▶ [Problem to work on] In the records below, locate every line containing the string "eyelash" and copy each one. Matching is case-sensitive.

[START Supplied information]

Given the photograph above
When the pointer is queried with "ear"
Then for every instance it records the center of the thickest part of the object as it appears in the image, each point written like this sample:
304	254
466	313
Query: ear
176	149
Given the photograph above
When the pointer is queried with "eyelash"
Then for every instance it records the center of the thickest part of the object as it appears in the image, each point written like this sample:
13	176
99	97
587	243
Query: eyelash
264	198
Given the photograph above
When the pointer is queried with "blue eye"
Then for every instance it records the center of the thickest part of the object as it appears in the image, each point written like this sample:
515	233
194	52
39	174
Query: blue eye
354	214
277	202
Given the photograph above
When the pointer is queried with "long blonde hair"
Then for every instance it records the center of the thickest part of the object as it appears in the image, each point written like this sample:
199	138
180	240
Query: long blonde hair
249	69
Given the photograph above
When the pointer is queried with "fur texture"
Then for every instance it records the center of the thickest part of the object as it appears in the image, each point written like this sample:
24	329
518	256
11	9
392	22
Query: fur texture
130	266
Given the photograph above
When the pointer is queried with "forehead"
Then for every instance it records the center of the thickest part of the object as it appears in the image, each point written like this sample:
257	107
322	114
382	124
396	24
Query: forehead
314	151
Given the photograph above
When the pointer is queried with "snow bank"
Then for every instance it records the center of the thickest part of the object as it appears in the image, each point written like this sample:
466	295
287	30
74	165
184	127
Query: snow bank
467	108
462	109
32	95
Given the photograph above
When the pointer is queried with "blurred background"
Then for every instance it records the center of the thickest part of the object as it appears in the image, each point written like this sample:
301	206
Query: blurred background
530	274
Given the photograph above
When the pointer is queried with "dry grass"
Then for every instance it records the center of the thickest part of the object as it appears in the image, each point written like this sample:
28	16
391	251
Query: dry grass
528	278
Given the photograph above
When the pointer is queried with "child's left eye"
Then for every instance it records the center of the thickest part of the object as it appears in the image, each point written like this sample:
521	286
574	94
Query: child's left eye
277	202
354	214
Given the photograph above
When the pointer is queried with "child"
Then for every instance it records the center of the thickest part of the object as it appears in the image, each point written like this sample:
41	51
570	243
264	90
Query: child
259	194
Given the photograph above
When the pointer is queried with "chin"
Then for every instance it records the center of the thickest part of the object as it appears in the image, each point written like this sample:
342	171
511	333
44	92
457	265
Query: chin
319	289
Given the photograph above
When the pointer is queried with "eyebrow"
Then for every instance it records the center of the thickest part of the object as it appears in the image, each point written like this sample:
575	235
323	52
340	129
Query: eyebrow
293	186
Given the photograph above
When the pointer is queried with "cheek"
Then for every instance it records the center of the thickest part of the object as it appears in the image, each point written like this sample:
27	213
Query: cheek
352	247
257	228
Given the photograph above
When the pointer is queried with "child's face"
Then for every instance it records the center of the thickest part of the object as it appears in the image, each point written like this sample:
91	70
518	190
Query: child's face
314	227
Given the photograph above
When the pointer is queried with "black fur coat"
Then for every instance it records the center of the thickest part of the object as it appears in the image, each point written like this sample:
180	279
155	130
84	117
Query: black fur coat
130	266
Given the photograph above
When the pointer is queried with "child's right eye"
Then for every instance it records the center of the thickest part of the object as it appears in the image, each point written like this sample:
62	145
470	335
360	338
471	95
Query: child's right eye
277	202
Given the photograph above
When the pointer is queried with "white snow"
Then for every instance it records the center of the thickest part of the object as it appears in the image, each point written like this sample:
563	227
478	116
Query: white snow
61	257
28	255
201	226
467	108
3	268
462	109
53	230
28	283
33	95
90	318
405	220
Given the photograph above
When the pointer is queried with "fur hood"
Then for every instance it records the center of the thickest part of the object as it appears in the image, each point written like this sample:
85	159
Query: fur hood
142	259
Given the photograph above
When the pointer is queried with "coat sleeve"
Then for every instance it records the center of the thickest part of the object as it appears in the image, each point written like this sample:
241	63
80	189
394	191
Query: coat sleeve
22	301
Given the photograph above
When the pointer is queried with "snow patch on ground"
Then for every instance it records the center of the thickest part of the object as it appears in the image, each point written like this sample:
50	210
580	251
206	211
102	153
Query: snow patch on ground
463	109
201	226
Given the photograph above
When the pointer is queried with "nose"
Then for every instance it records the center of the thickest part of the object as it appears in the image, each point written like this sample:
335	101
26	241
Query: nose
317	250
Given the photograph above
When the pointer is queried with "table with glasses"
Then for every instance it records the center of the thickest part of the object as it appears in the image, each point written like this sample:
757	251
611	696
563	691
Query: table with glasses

[END Supplied information]

▶ [Answer to this task]
When the pointer is queried with "eyelash"
Query: eyelash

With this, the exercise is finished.